1 Introduction to R and Rstudio

1.1 What is R?

R is a free, open source software program for statistical computing and analysis.

Things to know about R:

Statistical computing environment with its own language.
Released in 2000; an open source implementation of S.
Available for Windows, Macintosh, and Linux.
Produces publication-quality graphs.
Numerous advanced statistical methods and algorithms, through availability of user-created packages.
Has packages for weaving written reports and analysis code in one document aka R Markdown and R Notebook.

1.2 What is RStudio?

RStudio is a free, open source IDE (integrated development environment) for R.

Things to know about RStudio:

Before installing RStudio, R must first be installed.
The interface is structured such that users can clearly view:
- data frames (tables) & graphs.
- R code & output all in one place at the same time.
- It allows users to seamlessly import CSV, Excel, text (txt), SAS (.sas7bdat), SPSS (.sav), and Stata (*.dta) files into R without having to write the code to do so.

1.3 Installing R & RStudio

To install R and RStudio on any computer, download the software from their associated websites.
- Click \(\Rightarrow\) The R Project for Statistical Computing.
- Click \(\Rightarrow\) RStudio.
RStudio Cloud is a hosted version of RStudio in the cloud.
- Click \(\Rightarrow\) RStudio Cloud.

1.3.1 Understanding your Working Environment

1.3.2 Variable & Assignment Operator

1.4 Installing R Packages

Packages are collection of functions and datasets that add new features to R.
Most R packages are available from CRAN, the official R repository.
- CRAN is a network of servers (called mirrors) around the world.
Packages on CRAN are checked before they are published, to make sure they don’t contain malicious components.

1.4.1 Installing R packages from the Terminal

To install R packages from the Terminal, follow these steps:
1. Open the Terminal.
2. Type and run the following command. Make sure to replace package_name1 with an actual package name, such as ggplot2:
- install.packages("package_name1").
You can also install multiple packages at the same time with both the R command line and RStudio. Just separate the individual packages with commas:
- install.packages("package_name1", "package_name2").

1.4.2 Installing R packages from inside RStudio

To install R packages from RStudio, follow these steps:
1. Open RStudio.

Excerpts from location labeling data:
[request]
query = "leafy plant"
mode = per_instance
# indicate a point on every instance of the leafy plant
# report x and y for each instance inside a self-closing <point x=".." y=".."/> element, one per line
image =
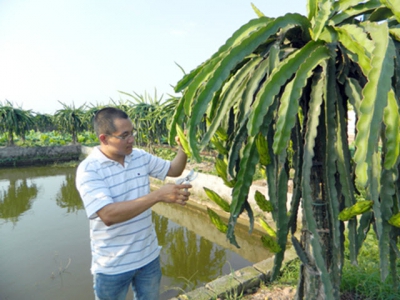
<point x="290" y="80"/>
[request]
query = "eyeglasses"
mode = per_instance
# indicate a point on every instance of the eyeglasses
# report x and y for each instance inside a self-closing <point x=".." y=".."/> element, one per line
<point x="124" y="137"/>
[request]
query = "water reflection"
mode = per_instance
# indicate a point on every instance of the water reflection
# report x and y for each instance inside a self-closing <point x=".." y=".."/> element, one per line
<point x="16" y="199"/>
<point x="45" y="199"/>
<point x="189" y="260"/>
<point x="68" y="197"/>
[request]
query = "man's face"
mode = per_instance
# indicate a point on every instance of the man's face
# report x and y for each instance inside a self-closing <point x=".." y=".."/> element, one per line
<point x="121" y="141"/>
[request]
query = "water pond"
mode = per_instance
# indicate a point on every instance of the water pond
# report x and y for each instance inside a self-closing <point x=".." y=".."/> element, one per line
<point x="44" y="240"/>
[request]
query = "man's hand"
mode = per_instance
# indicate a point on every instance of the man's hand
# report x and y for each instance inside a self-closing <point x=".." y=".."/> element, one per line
<point x="174" y="193"/>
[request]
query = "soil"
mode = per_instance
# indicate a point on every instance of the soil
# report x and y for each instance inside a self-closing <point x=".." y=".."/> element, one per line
<point x="271" y="293"/>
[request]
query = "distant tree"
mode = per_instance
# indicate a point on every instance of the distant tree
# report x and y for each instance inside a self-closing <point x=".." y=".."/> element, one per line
<point x="276" y="95"/>
<point x="14" y="121"/>
<point x="71" y="120"/>
<point x="44" y="122"/>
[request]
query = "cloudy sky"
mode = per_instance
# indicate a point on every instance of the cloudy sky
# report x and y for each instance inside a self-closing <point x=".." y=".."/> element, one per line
<point x="85" y="51"/>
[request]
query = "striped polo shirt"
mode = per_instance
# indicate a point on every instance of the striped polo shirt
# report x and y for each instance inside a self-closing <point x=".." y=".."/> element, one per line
<point x="100" y="181"/>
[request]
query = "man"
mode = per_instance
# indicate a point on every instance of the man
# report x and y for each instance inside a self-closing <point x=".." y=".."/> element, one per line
<point x="113" y="182"/>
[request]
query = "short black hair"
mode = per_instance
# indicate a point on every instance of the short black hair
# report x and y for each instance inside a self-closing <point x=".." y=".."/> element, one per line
<point x="103" y="122"/>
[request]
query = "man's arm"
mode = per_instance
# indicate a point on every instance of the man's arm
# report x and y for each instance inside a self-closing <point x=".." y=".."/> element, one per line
<point x="178" y="164"/>
<point x="123" y="211"/>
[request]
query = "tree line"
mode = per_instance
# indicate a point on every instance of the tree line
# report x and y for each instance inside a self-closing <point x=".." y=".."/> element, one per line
<point x="150" y="116"/>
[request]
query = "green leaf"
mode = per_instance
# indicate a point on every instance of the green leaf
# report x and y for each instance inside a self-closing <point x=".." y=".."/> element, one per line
<point x="272" y="86"/>
<point x="391" y="118"/>
<point x="321" y="18"/>
<point x="216" y="220"/>
<point x="289" y="101"/>
<point x="358" y="10"/>
<point x="375" y="95"/>
<point x="267" y="228"/>
<point x="311" y="133"/>
<point x="217" y="199"/>
<point x="394" y="6"/>
<point x="241" y="189"/>
<point x="355" y="40"/>
<point x="262" y="202"/>
<point x="228" y="63"/>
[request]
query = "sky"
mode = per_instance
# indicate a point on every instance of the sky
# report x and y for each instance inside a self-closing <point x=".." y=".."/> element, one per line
<point x="84" y="52"/>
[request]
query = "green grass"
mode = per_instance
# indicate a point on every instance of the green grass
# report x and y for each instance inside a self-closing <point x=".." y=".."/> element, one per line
<point x="362" y="280"/>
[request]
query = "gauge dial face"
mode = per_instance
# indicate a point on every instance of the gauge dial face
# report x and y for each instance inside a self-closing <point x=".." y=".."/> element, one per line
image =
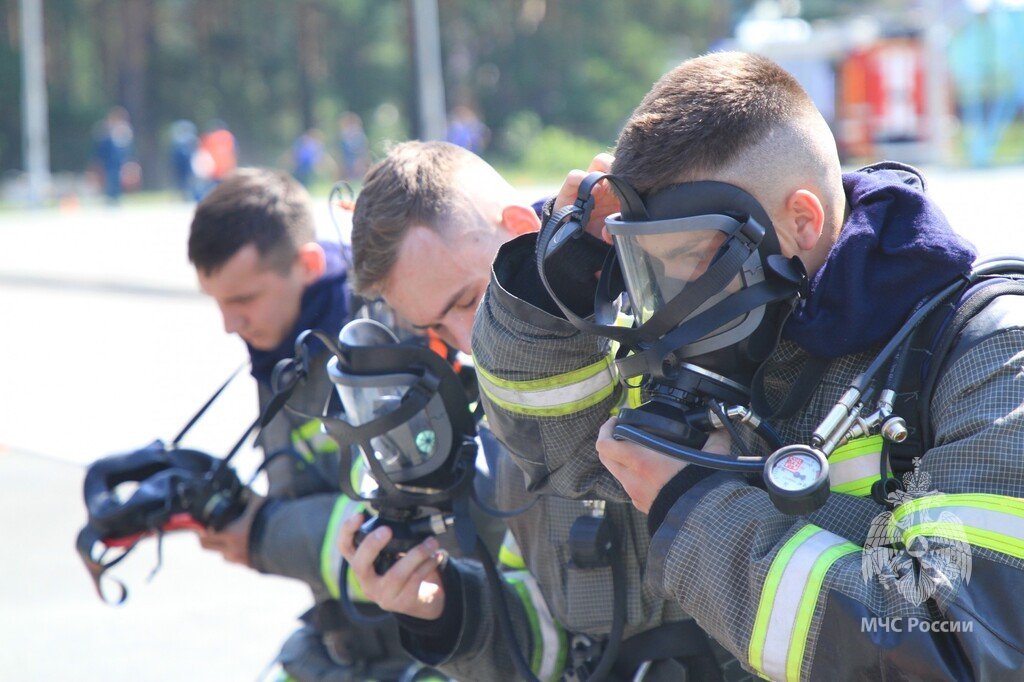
<point x="796" y="472"/>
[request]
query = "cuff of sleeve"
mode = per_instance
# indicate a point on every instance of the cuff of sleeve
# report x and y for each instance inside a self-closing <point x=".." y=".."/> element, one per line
<point x="434" y="641"/>
<point x="671" y="492"/>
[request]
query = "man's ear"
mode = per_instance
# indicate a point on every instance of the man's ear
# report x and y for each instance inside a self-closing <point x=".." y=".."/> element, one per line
<point x="519" y="220"/>
<point x="312" y="261"/>
<point x="807" y="217"/>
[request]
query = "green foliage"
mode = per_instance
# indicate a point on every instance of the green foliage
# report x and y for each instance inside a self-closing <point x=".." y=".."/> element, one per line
<point x="554" y="152"/>
<point x="558" y="73"/>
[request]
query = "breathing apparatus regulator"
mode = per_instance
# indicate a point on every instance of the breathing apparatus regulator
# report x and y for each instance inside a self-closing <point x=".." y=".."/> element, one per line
<point x="709" y="291"/>
<point x="160" y="488"/>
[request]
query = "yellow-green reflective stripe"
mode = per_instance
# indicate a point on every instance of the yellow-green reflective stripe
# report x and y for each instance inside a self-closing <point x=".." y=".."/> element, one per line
<point x="548" y="659"/>
<point x="509" y="554"/>
<point x="331" y="554"/>
<point x="992" y="521"/>
<point x="809" y="603"/>
<point x="560" y="394"/>
<point x="756" y="649"/>
<point x="999" y="503"/>
<point x="556" y="411"/>
<point x="860" y="487"/>
<point x="788" y="599"/>
<point x="309" y="440"/>
<point x="853" y="468"/>
<point x="555" y="381"/>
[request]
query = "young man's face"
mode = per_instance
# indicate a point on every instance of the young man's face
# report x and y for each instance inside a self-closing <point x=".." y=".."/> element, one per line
<point x="258" y="303"/>
<point x="437" y="282"/>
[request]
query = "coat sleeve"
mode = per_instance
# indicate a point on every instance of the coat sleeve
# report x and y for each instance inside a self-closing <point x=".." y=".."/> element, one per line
<point x="546" y="387"/>
<point x="479" y="651"/>
<point x="853" y="591"/>
<point x="298" y="539"/>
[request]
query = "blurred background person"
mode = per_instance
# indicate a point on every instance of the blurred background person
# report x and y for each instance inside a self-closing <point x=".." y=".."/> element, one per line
<point x="113" y="151"/>
<point x="215" y="158"/>
<point x="353" y="145"/>
<point x="309" y="157"/>
<point x="466" y="130"/>
<point x="184" y="141"/>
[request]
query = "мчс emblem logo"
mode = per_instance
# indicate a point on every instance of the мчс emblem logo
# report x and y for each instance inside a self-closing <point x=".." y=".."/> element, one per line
<point x="918" y="548"/>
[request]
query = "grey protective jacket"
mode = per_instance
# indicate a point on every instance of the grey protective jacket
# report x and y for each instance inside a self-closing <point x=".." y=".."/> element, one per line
<point x="802" y="598"/>
<point x="551" y="600"/>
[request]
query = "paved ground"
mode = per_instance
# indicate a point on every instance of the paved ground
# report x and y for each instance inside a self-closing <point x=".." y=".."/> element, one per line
<point x="104" y="346"/>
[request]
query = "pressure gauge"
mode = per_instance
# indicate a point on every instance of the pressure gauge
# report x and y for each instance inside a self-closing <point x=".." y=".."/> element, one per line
<point x="797" y="477"/>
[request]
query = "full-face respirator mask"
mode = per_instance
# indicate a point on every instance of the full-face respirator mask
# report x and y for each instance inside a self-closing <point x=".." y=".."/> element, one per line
<point x="404" y="418"/>
<point x="709" y="291"/>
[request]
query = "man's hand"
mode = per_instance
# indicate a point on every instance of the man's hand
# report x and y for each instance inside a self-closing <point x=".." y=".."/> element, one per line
<point x="605" y="201"/>
<point x="642" y="471"/>
<point x="232" y="542"/>
<point x="412" y="586"/>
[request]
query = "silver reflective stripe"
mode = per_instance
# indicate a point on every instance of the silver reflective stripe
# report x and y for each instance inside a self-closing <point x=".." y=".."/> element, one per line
<point x="785" y="607"/>
<point x="549" y="631"/>
<point x="853" y="469"/>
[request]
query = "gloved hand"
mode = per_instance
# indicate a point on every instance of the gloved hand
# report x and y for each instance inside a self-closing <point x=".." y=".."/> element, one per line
<point x="232" y="541"/>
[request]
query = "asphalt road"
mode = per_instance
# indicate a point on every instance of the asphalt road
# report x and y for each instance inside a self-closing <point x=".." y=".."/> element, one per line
<point x="104" y="345"/>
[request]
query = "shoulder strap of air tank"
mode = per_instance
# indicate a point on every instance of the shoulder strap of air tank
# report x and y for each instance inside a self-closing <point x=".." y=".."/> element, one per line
<point x="928" y="354"/>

[WHAT IS ASKED]
(1) Answer these from the R and RStudio introduction:
(a) In what year was R released?
(b) What has to be installed before RStudio can be installed?
(c) What is the official R repository called?
(2) Repeat the passage of the R and RStudio introduction between "1.3 Installing R" and "in the cloud.", inclusive.
Rely only on the R and RStudio introduction, not on the rows.

[EXPECTED OUTPUTS]
(1)
(a) 2000
(b) R
(c) CRAN

(2)
1.3 Installing R & RStudio

To install R and RStudio on any computer, download the software from their associated websites.
- Click \(\Rightarrow\) The R Project for Statistical Computing.
- Click \(\Rightarrow\) RStudio.
RStudio Cloud is a hosted version of RStudio in the cloud.